Document section:
Segment Open

PHIL’S CORNER: Impact of COVID-19 on LPL Claims – If Any
Phil’s Corner is a special column from OAMIC’s President & CEO Phil Fraim that is sent in our e-newsletter each month.
So far in 2020, claims in our office have been improved both in the number of new matters and the average size of those matters. Is this a false sense of security, the calm before the storm? It is way too early in the game to make predictions on what is known as a relatively long-tail line of coverage. Adding in variables like a volatile economy during a large portion of this time period, the shelter-in-place mandates, closing of courts, remote work and other factors could cause even a trusted crystal ball to give false readings.
One thing we know about claims on professionals is that we see an uptick during rough or down economic times. Our experience bears this out. We can go back and look at every down time and correlate that with worsened claim experience. The last of which was in 2009 after the 2008 economic collapse.
Does the latest short-lived financial downturn during the COVID-19 shutdown present the same scenario? I’m not sure anything but time will provide that answer.
What kind of issues do give rise to concerns, from a claims standpoint, as we move further away from the COVID-19 shutdown? I think we first have to keep our eye on missing deadlines. Frustratingly, missed deadlines represent approximately 30% of claims during normal times. We have to think that number is not going to go down. With offices and courts closed, several emergency orders were issued extending deadlines. So, the question then becomes whether deadlines were being noted in calendaring systems and, if so, were they adjusted? Please be diligent in maintaining calendars and responding to those calendared items – it’s one of the most important risk management tips we can offer.
Another issue can be remote work. There have been, and still are to some degree, many instances of work-from-home arrangements for lawyers. Many have figured out how to maintain productivity from home and how to do client meetings by video, etc. Regardless, some questions about remote work remain. Is anyone making sure firm procedures and protocols are being enforced and followed? Are the same cybersecurity measures in place, even if the individual is using personal devices? Is company information being downloaded and stored on the personal devices? Are client communications, especially returning of phone calls and providing client information, being done timely?

Segment Closed

Records:
Segment Open

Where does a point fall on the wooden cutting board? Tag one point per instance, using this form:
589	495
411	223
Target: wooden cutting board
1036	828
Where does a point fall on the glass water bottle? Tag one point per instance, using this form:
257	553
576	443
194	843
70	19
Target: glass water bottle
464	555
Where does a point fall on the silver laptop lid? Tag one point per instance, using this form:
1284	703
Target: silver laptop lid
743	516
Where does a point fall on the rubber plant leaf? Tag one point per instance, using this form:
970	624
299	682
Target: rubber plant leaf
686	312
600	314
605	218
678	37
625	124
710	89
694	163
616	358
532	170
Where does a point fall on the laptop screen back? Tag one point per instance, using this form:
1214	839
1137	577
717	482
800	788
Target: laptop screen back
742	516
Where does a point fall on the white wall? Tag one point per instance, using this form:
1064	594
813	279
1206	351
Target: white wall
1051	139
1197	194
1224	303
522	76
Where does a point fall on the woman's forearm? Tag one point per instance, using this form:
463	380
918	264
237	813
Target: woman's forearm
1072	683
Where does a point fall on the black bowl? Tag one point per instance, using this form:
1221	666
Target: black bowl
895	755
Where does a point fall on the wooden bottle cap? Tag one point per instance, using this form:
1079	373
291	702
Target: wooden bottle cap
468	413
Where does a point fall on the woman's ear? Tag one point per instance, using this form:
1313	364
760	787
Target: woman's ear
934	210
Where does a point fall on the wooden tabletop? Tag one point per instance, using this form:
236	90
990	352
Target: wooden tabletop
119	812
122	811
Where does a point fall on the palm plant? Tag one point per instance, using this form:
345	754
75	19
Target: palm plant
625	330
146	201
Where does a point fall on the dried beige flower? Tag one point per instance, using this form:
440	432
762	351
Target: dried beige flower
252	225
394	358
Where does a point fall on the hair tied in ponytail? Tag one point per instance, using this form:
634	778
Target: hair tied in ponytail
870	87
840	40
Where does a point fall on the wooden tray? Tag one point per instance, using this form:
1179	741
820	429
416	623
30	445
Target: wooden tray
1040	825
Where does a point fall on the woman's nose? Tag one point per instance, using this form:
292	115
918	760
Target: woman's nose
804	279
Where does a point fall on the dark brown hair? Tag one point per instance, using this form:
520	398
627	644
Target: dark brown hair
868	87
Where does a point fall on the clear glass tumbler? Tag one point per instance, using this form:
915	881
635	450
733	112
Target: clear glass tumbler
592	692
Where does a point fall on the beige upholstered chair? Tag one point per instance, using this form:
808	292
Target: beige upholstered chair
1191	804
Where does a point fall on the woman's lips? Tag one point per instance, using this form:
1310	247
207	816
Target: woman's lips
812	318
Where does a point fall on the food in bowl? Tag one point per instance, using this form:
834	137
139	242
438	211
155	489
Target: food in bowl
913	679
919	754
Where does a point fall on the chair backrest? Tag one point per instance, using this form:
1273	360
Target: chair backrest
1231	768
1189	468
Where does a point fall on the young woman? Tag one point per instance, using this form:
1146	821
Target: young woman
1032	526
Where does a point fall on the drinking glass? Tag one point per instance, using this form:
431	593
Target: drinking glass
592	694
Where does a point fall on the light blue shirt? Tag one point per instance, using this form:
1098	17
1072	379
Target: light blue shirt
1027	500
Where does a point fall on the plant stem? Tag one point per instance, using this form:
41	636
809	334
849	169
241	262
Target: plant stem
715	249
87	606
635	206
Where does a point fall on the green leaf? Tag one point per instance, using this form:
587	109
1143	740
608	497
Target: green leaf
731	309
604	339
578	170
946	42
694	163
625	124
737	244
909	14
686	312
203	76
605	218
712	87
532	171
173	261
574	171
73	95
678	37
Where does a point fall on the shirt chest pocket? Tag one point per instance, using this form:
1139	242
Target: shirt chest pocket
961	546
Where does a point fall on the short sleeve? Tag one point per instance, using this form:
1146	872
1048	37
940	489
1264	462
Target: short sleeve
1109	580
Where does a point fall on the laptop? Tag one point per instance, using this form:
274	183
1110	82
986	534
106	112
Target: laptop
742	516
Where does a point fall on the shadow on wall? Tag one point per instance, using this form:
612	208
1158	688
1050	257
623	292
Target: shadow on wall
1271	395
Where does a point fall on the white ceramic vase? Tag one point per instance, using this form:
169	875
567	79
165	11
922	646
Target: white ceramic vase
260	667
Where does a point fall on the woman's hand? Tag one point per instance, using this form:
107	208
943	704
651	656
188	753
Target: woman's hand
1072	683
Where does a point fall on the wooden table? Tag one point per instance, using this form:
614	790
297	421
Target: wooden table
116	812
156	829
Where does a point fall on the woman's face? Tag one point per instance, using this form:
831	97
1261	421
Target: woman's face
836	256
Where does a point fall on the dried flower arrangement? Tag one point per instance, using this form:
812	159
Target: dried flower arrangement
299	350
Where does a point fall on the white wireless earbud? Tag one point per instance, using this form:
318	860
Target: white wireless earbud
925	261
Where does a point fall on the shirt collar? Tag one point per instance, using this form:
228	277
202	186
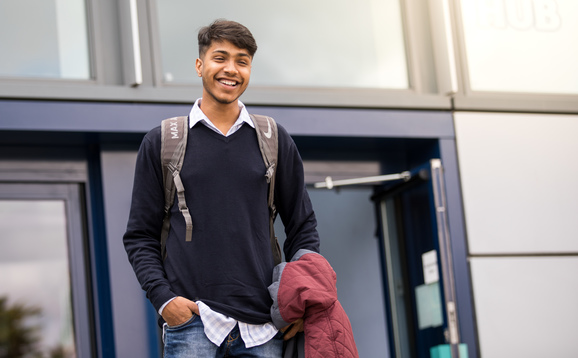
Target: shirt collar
196	115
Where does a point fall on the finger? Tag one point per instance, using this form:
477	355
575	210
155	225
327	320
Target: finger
194	308
291	332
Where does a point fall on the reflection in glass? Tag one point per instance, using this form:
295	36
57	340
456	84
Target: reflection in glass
44	38
322	43
35	298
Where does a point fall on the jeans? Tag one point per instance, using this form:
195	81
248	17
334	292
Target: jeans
189	340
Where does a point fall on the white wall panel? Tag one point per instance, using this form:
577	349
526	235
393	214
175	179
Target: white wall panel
526	306
518	175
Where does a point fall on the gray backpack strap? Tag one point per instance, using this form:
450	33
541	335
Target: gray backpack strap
174	133
267	136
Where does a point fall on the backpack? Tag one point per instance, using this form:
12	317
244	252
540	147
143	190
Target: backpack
174	133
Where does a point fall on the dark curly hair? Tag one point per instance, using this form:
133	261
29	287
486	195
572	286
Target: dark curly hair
225	30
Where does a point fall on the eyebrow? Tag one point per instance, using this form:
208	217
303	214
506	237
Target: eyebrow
241	54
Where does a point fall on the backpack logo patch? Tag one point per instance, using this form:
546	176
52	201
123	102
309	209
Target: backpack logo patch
174	129
269	132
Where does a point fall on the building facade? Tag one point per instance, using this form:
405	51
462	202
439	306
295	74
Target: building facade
463	114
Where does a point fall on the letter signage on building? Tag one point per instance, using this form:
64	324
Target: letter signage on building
521	45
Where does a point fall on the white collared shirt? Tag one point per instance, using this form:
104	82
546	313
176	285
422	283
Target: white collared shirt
217	325
196	115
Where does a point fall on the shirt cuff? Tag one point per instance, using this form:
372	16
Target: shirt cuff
164	305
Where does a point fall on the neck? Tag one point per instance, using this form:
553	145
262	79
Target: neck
222	115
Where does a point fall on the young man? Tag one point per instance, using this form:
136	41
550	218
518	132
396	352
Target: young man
212	291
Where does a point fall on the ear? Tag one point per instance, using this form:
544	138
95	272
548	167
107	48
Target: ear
199	66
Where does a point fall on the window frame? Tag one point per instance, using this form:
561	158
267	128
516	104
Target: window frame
31	180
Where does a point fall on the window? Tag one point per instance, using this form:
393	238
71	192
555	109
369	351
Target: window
43	293
321	44
44	39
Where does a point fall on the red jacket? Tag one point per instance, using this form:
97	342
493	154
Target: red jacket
306	288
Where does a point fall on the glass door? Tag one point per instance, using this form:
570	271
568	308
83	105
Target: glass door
44	306
419	283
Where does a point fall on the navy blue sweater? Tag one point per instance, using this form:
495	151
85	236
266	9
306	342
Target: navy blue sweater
228	264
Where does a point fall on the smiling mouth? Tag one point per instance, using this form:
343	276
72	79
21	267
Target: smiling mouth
229	83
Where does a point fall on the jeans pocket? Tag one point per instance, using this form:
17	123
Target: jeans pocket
184	324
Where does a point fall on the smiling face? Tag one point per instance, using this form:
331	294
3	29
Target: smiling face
225	70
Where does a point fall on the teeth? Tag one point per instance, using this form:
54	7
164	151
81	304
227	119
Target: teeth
228	83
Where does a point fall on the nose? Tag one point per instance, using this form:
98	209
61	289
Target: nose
230	67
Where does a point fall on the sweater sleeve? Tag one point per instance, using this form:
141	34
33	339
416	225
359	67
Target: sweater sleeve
142	237
292	200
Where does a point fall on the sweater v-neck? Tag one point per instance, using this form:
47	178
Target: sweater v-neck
220	135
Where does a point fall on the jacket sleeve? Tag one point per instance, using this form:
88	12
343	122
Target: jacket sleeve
292	200
142	237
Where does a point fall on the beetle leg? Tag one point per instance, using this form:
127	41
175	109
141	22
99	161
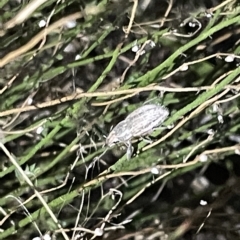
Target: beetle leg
129	150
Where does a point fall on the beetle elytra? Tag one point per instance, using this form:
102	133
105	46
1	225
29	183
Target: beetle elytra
137	124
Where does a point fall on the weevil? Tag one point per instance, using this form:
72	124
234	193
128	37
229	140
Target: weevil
137	124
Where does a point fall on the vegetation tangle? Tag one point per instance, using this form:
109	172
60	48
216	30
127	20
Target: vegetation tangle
77	79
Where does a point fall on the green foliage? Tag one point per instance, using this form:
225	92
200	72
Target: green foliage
65	83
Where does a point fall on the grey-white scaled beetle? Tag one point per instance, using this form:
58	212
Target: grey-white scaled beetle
137	124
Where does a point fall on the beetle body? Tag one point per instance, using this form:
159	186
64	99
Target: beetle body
139	123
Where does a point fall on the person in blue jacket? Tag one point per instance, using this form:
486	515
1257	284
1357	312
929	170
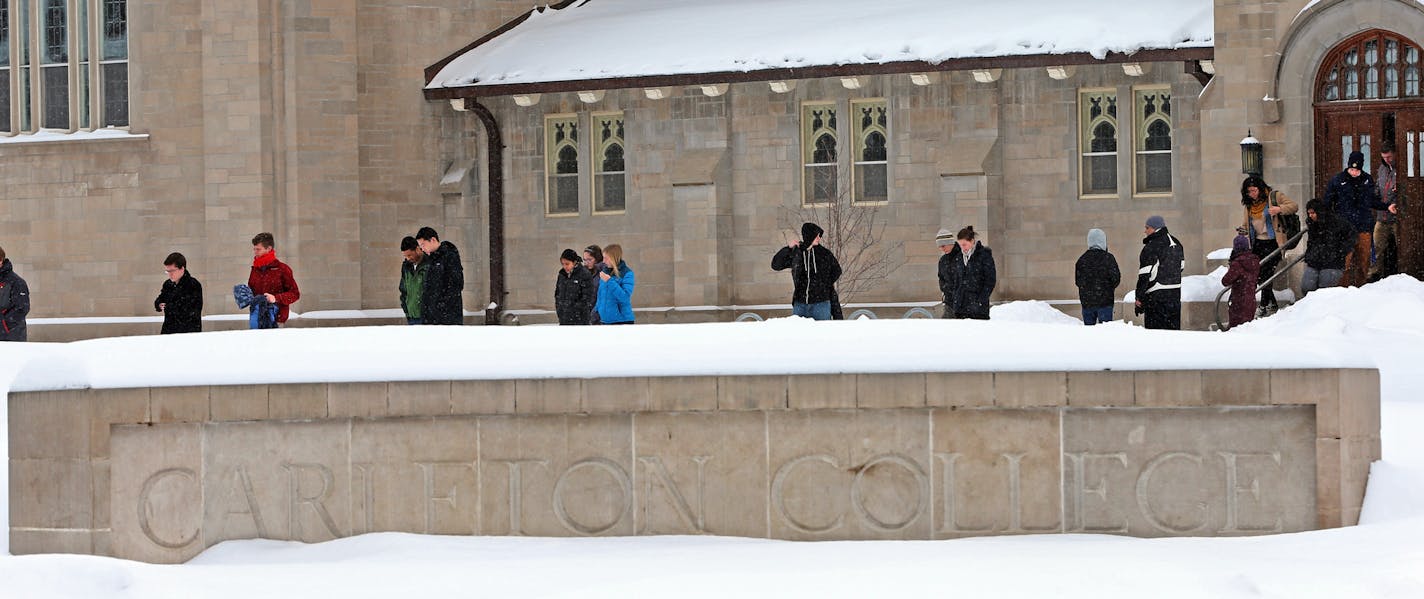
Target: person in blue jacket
615	288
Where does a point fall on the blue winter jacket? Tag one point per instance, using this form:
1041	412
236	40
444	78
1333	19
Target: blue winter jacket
615	296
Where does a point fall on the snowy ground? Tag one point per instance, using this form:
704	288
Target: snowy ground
1380	325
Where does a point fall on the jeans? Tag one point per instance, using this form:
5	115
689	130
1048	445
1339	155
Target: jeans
1319	279
819	310
1097	315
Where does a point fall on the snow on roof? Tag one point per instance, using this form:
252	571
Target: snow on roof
611	39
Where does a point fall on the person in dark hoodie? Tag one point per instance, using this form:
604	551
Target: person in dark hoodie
14	302
815	272
1242	276
976	278
574	292
1327	244
1097	276
1352	195
180	299
950	261
1159	276
271	278
443	293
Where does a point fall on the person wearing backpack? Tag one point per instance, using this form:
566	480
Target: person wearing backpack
1269	221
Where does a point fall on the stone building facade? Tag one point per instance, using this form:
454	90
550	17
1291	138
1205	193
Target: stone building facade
306	118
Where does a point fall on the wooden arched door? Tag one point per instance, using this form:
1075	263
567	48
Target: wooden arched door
1370	93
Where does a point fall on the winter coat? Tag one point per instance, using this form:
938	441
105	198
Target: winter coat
443	293
412	288
615	296
574	295
1242	276
1329	242
274	276
182	305
1272	224
976	282
14	303
950	265
1097	276
1159	281
1354	198
815	272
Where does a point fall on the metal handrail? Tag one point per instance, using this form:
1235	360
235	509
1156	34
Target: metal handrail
1292	242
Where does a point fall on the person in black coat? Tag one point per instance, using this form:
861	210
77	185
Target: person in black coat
1329	242
950	262
180	299
815	272
1159	276
14	302
1097	276
574	292
974	279
443	293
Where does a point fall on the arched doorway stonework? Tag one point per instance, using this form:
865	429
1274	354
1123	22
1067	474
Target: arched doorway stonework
1317	127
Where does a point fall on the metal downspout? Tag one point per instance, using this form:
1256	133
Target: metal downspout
496	199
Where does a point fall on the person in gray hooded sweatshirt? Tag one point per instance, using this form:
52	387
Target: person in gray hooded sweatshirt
1098	278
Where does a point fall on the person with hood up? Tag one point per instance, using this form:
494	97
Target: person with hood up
1242	276
271	278
1352	197
815	272
950	259
976	278
14	302
443	288
180	298
1327	245
1159	276
574	292
1097	276
615	288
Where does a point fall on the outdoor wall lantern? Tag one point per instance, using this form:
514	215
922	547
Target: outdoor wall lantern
1252	155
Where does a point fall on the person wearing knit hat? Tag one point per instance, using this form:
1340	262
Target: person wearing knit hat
1159	276
1353	197
815	272
949	268
1242	276
1097	276
574	290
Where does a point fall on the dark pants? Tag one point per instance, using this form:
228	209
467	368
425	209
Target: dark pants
1097	315
1262	248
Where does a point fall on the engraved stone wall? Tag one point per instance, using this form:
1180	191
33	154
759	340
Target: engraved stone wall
163	474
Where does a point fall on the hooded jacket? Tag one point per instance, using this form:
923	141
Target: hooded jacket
182	305
1097	273
976	282
815	268
443	293
14	303
274	276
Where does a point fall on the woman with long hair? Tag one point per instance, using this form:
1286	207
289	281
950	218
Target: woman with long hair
615	288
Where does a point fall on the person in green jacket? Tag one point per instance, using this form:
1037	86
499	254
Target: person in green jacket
412	281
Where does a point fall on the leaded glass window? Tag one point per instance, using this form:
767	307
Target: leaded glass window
47	69
1370	66
872	167
610	172
1154	152
561	164
1098	134
819	154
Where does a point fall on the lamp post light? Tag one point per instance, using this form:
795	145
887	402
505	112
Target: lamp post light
1252	155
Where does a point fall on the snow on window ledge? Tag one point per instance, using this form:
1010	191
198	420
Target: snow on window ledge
49	137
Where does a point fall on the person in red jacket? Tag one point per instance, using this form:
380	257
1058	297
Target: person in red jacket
272	278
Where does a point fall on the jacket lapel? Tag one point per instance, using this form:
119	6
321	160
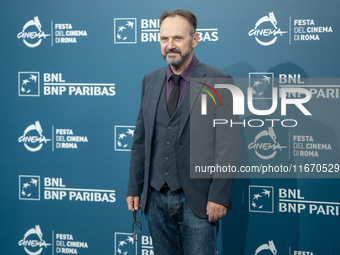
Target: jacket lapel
156	87
199	72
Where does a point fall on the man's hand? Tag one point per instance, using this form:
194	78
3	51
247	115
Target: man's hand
134	203
215	211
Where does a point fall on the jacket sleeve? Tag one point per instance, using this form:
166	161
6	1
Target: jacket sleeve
226	148
137	160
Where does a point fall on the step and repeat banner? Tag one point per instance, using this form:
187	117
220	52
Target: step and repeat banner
71	74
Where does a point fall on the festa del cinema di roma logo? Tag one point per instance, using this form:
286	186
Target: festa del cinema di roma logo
30	140
33	242
261	30
32	34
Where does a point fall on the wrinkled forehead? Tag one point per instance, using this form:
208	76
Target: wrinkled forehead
173	26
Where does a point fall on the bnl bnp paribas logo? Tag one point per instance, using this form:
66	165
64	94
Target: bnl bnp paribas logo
125	31
33	138
266	30
29	187
32	33
123	137
261	199
29	84
125	244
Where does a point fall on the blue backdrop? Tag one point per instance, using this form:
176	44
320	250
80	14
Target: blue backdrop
71	74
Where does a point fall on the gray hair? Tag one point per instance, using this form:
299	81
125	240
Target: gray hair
188	15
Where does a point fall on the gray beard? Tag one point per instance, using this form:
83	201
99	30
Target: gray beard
178	62
182	59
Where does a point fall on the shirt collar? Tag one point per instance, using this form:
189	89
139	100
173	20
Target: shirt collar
186	74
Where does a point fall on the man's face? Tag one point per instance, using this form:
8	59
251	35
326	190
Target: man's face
176	40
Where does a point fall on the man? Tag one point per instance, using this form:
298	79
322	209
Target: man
182	212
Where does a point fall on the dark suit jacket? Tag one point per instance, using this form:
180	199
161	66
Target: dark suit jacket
208	145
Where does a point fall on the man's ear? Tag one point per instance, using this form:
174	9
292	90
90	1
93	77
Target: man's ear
195	40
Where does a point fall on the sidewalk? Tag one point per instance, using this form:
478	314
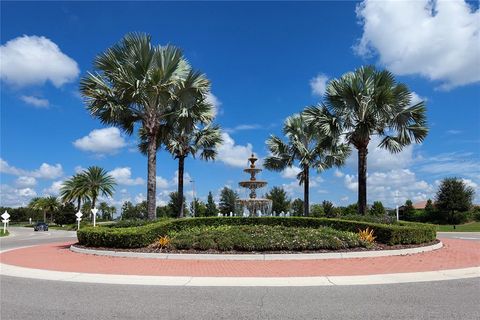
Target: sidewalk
456	254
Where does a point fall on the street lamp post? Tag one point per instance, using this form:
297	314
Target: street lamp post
396	204
194	202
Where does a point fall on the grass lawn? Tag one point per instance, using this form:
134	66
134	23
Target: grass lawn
467	227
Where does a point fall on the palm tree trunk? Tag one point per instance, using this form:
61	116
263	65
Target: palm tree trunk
306	192
152	173
181	168
362	180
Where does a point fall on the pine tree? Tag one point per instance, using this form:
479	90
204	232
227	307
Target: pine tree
377	209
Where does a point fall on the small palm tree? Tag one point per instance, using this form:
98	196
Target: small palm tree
306	146
137	83
45	204
369	102
71	190
94	182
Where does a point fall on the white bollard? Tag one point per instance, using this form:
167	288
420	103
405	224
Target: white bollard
94	211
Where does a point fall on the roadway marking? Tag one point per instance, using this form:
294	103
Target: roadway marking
441	275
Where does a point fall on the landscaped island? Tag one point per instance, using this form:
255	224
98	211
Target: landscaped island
256	234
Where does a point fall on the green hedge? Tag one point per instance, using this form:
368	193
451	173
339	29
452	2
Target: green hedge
263	238
136	237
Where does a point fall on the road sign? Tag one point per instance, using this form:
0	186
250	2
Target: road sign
94	211
79	218
5	215
5	220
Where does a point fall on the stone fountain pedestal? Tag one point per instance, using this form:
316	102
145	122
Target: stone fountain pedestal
254	206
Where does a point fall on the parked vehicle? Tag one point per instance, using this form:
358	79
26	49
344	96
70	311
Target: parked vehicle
41	226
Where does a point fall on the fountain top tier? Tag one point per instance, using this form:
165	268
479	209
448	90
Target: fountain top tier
253	183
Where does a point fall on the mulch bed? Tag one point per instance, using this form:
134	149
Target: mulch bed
153	249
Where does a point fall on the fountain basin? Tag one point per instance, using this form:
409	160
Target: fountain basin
253	206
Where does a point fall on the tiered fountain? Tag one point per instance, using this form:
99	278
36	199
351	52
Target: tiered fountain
254	206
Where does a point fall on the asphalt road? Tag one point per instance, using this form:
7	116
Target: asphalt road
38	299
22	237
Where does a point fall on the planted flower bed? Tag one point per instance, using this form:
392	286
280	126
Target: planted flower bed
402	233
259	238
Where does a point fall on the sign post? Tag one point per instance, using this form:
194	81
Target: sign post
79	218
5	219
94	211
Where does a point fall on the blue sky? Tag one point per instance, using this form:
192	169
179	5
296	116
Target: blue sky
266	61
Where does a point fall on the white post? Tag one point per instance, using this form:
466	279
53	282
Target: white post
94	211
194	203
5	220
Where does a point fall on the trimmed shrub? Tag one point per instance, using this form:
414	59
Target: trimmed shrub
263	238
134	237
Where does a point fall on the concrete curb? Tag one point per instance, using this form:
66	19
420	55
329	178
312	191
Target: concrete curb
261	257
440	275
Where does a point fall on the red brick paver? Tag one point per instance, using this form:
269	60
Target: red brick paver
455	254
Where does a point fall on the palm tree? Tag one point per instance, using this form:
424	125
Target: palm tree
71	190
369	102
307	146
45	204
191	133
94	182
138	83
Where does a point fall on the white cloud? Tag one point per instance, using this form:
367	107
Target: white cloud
123	176
243	127
215	102
416	98
470	183
36	102
15	197
454	132
319	84
140	198
54	188
338	173
162	183
291	172
232	154
32	60
46	171
382	159
79	169
454	164
436	39
101	141
393	187
25	181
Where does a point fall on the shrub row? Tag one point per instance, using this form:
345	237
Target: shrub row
135	237
263	238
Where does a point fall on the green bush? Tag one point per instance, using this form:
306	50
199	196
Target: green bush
263	238
134	237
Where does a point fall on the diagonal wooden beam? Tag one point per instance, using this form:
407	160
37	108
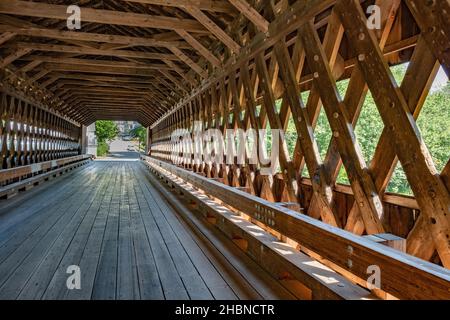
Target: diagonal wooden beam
213	28
5	36
199	47
194	66
208	5
431	193
432	18
247	10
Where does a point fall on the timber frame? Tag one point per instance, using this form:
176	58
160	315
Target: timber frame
229	64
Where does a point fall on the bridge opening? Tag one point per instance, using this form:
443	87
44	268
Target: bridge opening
226	149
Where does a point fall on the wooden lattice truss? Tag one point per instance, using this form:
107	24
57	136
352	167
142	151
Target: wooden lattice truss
293	56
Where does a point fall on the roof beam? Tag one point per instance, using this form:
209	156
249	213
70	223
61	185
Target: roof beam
53	11
208	5
86	36
251	14
99	63
92	51
199	47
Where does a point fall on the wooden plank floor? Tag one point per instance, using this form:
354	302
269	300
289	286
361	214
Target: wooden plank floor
108	219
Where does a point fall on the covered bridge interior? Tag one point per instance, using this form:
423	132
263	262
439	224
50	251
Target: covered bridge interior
177	224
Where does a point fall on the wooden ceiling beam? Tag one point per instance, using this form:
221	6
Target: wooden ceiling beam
98	63
54	11
93	51
199	47
207	5
248	11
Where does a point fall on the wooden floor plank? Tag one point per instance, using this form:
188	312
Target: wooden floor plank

Segment Closed

Things to do:
1. Repeat the passage of the column on COVID-19 and LPL claims from "Does the latest" up to and including "provide that answer.".
2. Carry on the column on COVID-19 and LPL claims from the point at which it stops.

Answers:
1.
Does the latest short-lived financial downturn during the COVID-19 shutdown present the same scenario? I’m not sure anything but time will provide that answer.

2.
Cybersecurity and privacy issues have become part of a core business activity for law firms, and this hasn’t changed. It requires expertise and resources to put in place and then diligent vigilance to stick to protocols. If protocols and policies are not followed, you have lost the battle before the war even begins. The goal is to make it extremely difficult for hackers and to minimize any harm to the firm. There is no 100% guarantee of never having a cyber event (ask some of the largest companies in the country whom you have read about), but you can minimize your risk with some simple steps.
Lastly, not being able to work from the normal office setting can have a negative emotional impact on some. We are starting to learn from Chicago and other areas of the country where workers who have not been in the office since March, with no return date in sight, have begun to feel detached. There can be a feeling of being closed in if you only see the same four walls every day, and you begin to miss what was once your normal routine. This can make it more difficult to carry out normal client relations. Will this pass? Is this the new norm? The answer is probably somewhere in between. However, until we know, we all need to strive to maintain our mental health and productivity to ensure we continue to feel our best and do our best.